:: WORK TO DO ::
Starting with the line that has "Where can you spot the white megaphone" in it, repeat every line through the last one, word for word, and give nothing more.

(Data entries)
□ □ □ □ □

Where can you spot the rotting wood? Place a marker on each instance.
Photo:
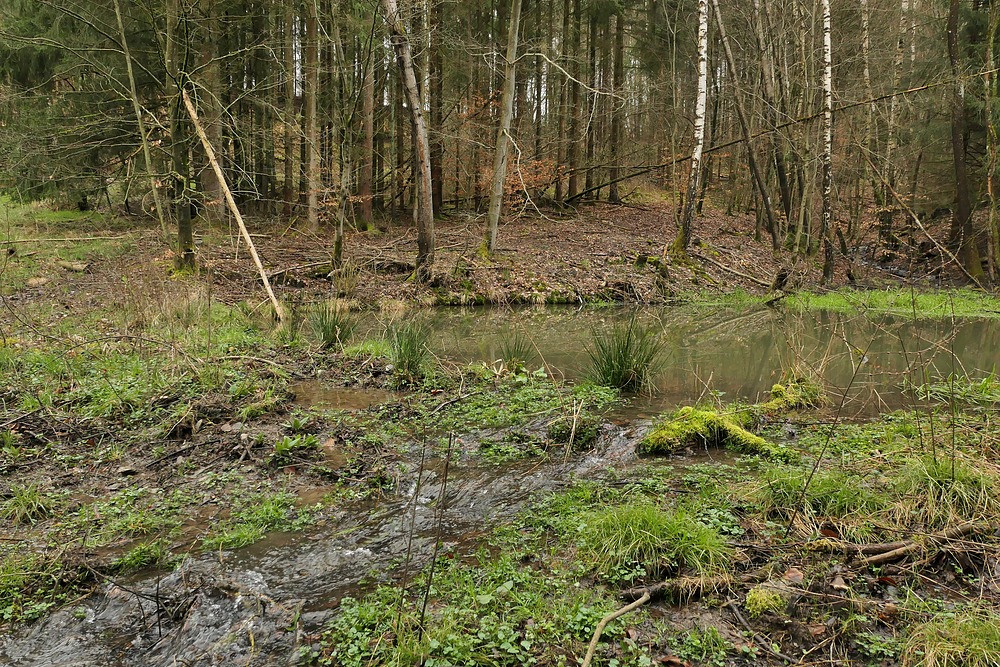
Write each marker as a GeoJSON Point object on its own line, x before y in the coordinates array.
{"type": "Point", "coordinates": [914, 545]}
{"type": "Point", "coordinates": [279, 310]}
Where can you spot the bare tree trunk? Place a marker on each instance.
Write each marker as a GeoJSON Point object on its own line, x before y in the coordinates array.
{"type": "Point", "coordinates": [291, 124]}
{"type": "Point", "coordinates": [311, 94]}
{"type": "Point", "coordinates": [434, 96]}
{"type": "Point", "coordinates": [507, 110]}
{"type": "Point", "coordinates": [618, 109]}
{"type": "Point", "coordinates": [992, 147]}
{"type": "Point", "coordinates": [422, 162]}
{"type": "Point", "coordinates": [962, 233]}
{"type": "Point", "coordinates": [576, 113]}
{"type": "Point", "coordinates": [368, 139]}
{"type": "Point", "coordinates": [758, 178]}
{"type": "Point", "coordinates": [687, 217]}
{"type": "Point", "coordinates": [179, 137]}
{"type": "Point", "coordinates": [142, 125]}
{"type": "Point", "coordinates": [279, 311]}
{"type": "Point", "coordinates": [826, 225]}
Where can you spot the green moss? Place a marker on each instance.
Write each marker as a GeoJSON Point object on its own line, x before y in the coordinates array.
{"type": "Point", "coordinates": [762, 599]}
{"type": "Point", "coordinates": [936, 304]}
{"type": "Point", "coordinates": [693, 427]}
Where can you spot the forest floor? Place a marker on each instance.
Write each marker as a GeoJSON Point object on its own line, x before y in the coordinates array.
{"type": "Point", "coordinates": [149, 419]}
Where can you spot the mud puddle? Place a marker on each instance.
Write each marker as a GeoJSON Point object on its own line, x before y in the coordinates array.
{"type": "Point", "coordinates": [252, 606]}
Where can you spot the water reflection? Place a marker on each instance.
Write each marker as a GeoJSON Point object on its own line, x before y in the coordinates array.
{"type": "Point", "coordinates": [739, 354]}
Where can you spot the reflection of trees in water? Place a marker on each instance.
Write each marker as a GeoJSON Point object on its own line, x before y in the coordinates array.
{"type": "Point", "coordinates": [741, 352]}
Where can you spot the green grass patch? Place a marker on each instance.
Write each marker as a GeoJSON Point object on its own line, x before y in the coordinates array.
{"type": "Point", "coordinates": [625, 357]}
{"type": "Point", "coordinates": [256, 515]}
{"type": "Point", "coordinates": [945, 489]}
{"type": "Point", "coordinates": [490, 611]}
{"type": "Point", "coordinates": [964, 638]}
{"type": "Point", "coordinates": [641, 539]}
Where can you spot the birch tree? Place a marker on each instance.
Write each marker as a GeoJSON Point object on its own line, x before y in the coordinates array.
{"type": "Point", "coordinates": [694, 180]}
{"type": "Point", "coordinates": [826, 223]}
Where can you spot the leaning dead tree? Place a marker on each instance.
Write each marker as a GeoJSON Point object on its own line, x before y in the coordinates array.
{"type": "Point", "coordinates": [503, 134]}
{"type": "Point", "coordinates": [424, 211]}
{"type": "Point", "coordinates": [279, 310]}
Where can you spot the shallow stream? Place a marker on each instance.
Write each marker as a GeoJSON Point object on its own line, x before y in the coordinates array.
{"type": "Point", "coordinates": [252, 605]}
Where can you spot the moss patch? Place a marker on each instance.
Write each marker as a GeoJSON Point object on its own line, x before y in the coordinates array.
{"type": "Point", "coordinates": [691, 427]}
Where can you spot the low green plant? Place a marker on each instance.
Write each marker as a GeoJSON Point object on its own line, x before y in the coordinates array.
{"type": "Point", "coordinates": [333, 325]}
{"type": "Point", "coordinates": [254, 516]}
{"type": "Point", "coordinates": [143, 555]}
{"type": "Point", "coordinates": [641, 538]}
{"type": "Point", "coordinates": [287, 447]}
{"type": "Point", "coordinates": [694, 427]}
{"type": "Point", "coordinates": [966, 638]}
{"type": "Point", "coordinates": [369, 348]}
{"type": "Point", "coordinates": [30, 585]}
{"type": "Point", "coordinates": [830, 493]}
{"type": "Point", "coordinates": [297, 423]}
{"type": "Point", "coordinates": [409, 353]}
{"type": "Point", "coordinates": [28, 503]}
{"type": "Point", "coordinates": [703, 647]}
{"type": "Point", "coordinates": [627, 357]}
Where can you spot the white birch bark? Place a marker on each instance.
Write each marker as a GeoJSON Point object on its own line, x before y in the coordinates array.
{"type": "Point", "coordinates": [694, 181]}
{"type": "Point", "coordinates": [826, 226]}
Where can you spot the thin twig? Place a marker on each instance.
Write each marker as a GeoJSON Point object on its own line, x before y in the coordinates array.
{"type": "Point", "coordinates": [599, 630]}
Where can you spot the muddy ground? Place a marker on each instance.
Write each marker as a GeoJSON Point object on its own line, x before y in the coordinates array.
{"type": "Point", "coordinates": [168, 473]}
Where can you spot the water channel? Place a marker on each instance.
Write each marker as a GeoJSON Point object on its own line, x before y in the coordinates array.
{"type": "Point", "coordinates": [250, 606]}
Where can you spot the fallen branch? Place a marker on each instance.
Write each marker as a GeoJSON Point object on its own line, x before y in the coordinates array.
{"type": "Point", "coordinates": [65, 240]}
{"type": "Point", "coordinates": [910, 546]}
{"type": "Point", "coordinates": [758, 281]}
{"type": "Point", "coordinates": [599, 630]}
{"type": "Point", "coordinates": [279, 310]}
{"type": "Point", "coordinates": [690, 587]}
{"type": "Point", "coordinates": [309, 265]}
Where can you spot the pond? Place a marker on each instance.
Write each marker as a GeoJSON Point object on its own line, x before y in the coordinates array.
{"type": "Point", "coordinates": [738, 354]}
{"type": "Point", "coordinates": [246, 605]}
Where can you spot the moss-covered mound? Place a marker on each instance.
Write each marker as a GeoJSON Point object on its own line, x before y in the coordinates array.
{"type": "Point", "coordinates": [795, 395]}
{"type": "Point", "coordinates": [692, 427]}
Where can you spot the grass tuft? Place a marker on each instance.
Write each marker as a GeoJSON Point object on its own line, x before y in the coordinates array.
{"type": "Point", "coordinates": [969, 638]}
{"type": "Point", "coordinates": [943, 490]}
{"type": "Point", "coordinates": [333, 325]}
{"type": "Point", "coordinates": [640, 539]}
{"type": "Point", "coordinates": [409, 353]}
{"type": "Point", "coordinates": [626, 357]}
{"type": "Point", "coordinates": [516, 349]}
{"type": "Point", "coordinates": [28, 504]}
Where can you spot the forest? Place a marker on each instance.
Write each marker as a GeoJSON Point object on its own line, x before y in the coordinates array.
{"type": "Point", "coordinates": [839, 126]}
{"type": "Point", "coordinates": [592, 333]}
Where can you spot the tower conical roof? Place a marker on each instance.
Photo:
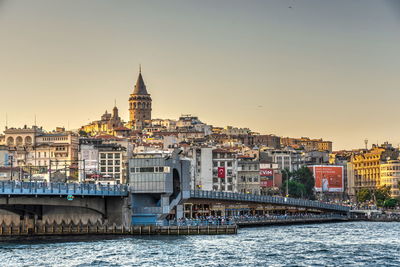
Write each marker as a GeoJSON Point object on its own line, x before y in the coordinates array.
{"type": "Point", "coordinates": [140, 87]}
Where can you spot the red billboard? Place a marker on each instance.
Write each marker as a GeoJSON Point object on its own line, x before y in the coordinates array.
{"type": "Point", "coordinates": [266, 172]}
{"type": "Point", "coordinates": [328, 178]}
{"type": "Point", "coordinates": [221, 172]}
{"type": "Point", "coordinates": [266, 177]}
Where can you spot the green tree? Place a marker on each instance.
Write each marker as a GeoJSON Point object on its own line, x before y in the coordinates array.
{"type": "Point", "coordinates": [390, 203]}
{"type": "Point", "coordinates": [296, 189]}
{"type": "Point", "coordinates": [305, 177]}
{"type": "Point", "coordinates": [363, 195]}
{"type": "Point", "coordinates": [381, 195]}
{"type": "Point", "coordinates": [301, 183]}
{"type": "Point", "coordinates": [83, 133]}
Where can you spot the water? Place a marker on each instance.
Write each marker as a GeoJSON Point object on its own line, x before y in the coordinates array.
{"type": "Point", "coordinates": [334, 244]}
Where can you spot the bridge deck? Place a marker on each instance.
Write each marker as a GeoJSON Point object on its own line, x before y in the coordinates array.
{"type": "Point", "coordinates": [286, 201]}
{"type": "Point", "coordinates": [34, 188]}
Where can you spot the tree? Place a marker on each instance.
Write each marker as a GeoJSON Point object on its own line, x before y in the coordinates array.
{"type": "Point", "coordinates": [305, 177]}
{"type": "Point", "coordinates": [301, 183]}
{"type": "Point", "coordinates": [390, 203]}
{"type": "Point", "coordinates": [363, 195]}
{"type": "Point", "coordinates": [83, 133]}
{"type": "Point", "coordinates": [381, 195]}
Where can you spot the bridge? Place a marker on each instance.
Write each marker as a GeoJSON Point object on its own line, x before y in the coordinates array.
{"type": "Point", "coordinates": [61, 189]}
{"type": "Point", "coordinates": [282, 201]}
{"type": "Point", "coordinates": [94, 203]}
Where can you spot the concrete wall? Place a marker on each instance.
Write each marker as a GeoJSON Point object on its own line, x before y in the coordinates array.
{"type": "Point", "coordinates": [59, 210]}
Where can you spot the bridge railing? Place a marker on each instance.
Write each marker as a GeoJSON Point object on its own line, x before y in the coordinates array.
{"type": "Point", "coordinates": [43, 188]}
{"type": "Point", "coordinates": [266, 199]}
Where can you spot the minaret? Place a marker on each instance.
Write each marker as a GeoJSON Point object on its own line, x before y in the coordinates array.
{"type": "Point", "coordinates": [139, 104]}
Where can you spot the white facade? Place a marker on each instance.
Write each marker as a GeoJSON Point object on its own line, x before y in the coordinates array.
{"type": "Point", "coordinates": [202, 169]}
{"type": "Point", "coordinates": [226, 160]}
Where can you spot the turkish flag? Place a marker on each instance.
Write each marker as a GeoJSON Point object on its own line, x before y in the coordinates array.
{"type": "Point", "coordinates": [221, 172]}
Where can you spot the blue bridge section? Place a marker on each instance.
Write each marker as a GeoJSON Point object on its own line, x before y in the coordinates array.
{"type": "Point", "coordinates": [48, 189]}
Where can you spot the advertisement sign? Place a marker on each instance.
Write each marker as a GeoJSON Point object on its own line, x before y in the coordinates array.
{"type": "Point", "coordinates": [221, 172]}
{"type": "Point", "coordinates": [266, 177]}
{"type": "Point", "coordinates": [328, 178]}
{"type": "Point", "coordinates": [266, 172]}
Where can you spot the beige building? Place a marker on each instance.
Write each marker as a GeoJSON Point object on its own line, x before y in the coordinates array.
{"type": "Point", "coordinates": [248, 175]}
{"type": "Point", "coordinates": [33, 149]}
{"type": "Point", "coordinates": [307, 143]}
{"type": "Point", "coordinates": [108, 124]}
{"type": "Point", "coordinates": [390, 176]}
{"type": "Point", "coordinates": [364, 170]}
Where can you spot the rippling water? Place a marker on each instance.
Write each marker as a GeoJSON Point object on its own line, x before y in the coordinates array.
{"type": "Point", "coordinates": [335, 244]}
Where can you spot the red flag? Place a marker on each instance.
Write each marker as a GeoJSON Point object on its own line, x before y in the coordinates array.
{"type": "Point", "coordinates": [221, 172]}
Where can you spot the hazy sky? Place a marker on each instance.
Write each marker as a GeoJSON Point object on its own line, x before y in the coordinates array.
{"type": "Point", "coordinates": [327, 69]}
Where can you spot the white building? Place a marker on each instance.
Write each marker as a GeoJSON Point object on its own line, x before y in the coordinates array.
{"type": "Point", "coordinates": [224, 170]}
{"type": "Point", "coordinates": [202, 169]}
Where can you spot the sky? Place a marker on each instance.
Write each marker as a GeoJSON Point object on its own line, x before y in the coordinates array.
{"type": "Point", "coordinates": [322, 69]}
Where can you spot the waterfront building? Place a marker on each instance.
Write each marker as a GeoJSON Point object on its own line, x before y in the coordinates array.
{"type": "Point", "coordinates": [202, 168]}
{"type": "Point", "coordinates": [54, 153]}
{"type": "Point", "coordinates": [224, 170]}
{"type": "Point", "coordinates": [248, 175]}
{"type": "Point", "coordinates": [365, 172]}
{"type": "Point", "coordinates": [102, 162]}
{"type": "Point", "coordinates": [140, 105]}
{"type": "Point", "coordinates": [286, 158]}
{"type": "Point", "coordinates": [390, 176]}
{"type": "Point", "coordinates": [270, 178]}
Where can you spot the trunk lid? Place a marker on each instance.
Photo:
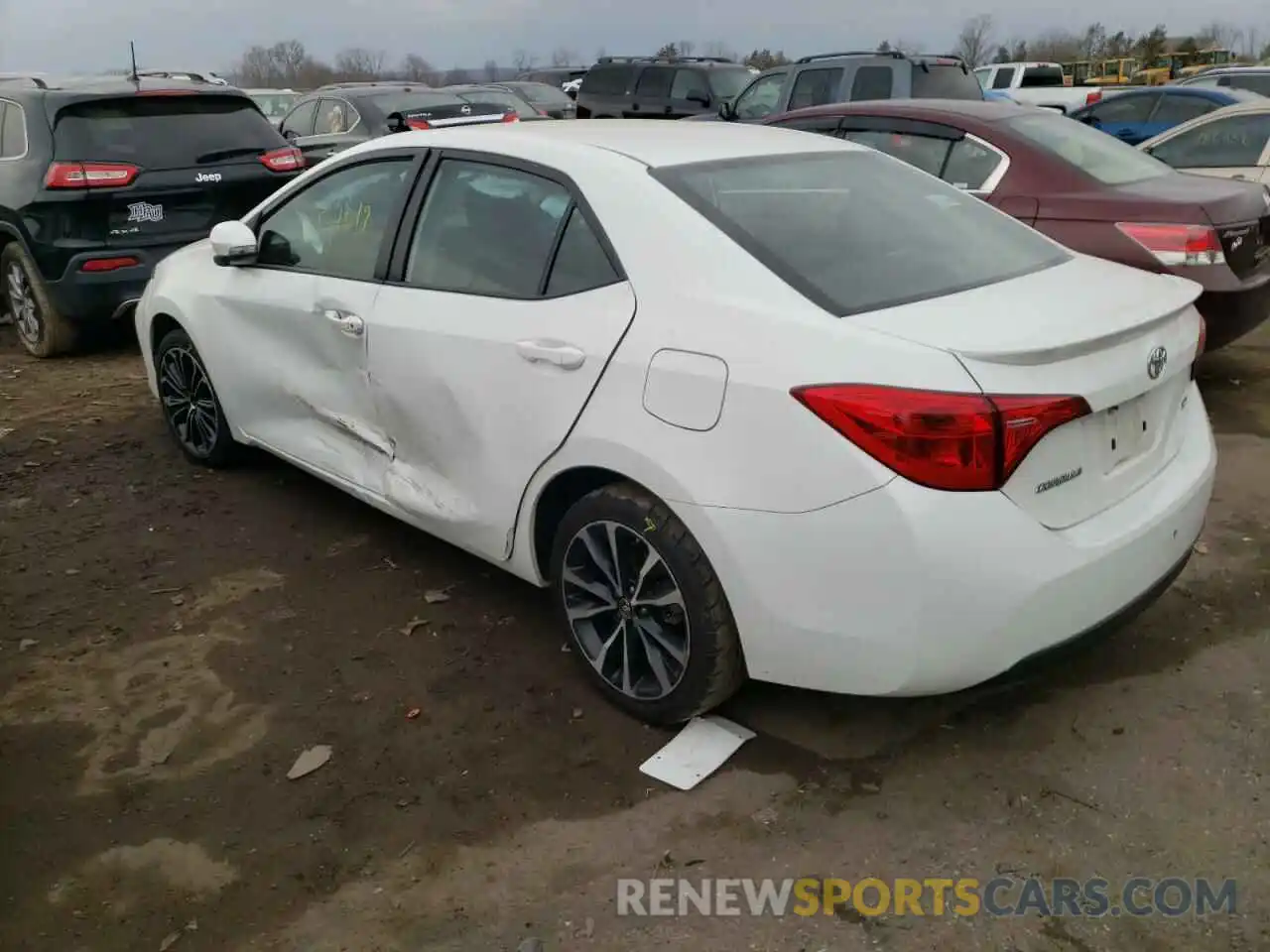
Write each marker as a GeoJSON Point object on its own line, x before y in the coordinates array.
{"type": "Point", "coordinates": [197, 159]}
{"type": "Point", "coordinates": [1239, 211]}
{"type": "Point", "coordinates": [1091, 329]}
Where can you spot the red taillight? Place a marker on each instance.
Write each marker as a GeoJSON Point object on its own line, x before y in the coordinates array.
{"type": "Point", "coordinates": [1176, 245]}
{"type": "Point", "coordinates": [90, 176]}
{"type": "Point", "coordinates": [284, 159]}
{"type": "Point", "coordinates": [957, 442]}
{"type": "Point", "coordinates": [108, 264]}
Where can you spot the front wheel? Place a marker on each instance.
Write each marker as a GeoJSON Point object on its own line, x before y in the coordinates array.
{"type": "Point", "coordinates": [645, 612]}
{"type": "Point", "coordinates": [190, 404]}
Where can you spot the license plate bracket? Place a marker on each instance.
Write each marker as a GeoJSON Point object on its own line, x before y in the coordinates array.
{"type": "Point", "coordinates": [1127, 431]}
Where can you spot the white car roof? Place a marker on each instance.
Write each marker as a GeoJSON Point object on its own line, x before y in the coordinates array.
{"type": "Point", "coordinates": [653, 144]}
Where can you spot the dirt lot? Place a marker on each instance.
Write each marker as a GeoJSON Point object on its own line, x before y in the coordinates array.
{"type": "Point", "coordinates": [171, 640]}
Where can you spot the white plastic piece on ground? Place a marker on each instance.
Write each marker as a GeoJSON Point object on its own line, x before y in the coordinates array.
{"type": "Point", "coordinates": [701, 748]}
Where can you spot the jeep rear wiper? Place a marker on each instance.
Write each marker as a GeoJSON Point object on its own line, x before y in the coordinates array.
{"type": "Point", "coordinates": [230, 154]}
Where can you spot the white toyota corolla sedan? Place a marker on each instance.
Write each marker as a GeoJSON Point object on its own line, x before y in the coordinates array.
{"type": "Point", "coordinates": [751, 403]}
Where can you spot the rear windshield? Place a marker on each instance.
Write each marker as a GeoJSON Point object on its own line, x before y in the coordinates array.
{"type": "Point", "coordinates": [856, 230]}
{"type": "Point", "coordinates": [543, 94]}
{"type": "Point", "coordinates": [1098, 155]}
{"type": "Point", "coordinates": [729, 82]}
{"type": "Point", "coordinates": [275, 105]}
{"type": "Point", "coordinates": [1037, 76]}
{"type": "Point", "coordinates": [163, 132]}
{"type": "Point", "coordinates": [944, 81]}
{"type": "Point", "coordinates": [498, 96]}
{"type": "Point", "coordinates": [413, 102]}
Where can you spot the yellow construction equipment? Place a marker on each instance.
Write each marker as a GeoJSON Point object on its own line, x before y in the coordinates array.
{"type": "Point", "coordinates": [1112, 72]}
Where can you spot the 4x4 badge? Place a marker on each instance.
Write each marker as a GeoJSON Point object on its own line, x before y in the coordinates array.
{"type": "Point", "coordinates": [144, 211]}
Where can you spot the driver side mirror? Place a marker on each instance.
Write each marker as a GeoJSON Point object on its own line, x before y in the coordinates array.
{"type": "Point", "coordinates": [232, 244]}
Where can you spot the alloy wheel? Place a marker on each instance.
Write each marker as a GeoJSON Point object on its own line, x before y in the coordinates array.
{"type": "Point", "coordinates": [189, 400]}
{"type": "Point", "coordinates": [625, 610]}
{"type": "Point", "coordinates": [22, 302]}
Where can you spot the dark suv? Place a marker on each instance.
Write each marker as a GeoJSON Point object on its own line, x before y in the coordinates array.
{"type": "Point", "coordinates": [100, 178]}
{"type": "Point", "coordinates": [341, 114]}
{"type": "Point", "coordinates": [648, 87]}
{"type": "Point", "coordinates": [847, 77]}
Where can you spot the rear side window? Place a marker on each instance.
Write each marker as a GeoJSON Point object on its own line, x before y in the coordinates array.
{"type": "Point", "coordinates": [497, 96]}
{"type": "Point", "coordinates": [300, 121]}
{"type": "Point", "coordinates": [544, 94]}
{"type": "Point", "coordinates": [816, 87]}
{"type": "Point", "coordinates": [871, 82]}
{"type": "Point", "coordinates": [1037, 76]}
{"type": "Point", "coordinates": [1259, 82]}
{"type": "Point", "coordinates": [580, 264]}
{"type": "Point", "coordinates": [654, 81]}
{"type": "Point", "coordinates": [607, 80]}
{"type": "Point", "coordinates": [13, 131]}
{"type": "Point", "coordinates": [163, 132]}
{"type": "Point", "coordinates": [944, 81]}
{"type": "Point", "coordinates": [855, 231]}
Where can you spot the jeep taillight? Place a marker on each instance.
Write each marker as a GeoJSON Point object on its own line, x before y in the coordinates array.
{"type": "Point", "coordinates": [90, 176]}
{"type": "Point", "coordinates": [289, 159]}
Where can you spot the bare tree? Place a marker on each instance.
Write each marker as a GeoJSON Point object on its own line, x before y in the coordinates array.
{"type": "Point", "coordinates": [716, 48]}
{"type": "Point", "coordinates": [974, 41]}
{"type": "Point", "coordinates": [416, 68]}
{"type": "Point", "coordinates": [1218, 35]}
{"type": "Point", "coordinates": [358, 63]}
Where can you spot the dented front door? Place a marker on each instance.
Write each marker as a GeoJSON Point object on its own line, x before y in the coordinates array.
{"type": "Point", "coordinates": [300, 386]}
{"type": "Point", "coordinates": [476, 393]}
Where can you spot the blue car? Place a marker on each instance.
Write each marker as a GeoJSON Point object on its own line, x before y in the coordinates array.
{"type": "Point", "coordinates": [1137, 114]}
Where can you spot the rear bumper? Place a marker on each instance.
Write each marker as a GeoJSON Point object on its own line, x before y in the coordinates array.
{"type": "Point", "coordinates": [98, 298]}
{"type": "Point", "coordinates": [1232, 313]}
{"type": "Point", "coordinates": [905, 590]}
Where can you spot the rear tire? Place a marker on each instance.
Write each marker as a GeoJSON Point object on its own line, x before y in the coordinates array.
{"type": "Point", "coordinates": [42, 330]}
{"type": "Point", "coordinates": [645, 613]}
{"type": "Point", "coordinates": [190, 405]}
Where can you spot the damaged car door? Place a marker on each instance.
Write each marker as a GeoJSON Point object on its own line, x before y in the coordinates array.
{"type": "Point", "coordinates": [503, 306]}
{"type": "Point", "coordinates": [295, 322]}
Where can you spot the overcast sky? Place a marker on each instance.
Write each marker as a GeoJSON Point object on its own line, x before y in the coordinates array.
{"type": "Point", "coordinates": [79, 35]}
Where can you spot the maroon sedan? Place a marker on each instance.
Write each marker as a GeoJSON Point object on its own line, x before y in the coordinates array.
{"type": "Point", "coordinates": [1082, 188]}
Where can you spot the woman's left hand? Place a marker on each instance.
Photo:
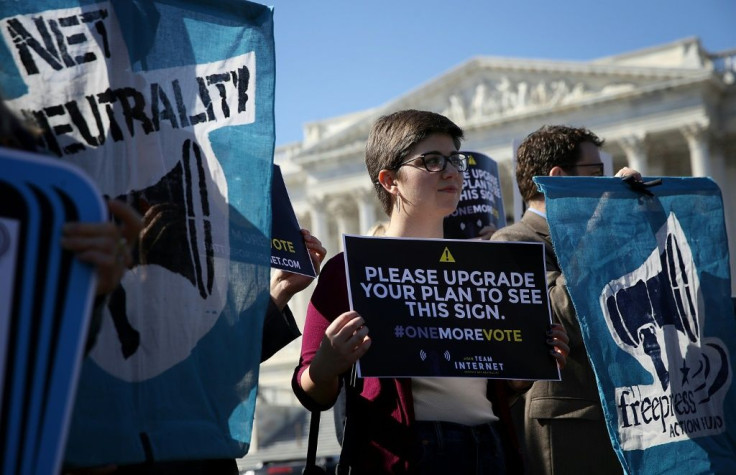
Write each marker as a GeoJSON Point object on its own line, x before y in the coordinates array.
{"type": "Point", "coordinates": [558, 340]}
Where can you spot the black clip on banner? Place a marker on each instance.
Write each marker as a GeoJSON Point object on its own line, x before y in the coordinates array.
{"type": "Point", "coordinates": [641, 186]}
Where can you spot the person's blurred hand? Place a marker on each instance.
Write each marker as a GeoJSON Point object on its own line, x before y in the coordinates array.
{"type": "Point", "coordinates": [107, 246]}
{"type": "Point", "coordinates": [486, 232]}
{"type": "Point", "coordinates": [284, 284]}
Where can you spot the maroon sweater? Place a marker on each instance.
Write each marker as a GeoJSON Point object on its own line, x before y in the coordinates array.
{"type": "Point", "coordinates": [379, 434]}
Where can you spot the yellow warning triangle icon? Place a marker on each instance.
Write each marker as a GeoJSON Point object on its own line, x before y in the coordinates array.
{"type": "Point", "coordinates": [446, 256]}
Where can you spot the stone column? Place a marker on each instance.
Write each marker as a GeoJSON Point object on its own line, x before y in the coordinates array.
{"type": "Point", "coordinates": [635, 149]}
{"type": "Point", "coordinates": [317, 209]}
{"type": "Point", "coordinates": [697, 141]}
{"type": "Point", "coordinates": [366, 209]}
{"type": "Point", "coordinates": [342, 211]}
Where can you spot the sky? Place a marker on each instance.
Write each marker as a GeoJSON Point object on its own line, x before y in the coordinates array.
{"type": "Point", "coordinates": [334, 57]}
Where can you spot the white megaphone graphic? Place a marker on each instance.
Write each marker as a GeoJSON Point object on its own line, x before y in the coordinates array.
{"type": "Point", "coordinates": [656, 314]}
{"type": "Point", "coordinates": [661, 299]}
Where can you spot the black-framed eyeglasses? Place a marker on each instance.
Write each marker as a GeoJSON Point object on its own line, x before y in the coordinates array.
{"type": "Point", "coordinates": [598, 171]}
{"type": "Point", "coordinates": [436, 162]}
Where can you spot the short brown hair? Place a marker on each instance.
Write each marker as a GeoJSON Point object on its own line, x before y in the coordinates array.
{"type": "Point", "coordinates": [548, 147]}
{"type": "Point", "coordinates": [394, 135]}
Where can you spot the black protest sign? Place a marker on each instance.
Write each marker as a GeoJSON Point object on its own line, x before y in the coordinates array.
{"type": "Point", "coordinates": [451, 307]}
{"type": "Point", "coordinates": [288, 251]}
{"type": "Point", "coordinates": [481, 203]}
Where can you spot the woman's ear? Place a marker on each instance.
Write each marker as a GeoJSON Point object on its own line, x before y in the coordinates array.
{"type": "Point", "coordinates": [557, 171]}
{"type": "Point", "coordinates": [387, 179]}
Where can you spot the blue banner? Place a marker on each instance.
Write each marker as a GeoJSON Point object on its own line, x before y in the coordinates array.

□ □ □ □ □

:: EXPECTED ANSWER ::
Where can you spot the white megaphone graphic? Place a marker on each instance.
Write each marker as a GeoJSON Point object on its own line, x before y in the coordinates array.
{"type": "Point", "coordinates": [656, 314]}
{"type": "Point", "coordinates": [661, 299]}
Where can you spot the black-framed eyeglasses? Place a marker on each instance.
Write each marker as a GeoJSON Point object on its own line, x before y in the coordinates array.
{"type": "Point", "coordinates": [598, 171]}
{"type": "Point", "coordinates": [436, 162]}
Where can you spot the short brown hair? Place a marker on each instance.
Write each marker as a GeoJSON Point object on its own line, x before y in the coordinates array.
{"type": "Point", "coordinates": [548, 147]}
{"type": "Point", "coordinates": [394, 135]}
Where can you spot the black protest sign? Place a marker on each instance.
Write each marker as a GeoJSON Point object on its own line, x before y in the coordinates array.
{"type": "Point", "coordinates": [451, 307]}
{"type": "Point", "coordinates": [288, 251]}
{"type": "Point", "coordinates": [481, 203]}
Where can you spot the woman's ear? Place a marker on each instance.
Write each marker as a GeoJSON Point object on its own line, x before y in the coordinates array.
{"type": "Point", "coordinates": [557, 171]}
{"type": "Point", "coordinates": [387, 179]}
Where can you spot the blue banner? Place a marker on each instance.
Write each marker as a GeoJSON Point object on its own line, x before y in the coordinates array.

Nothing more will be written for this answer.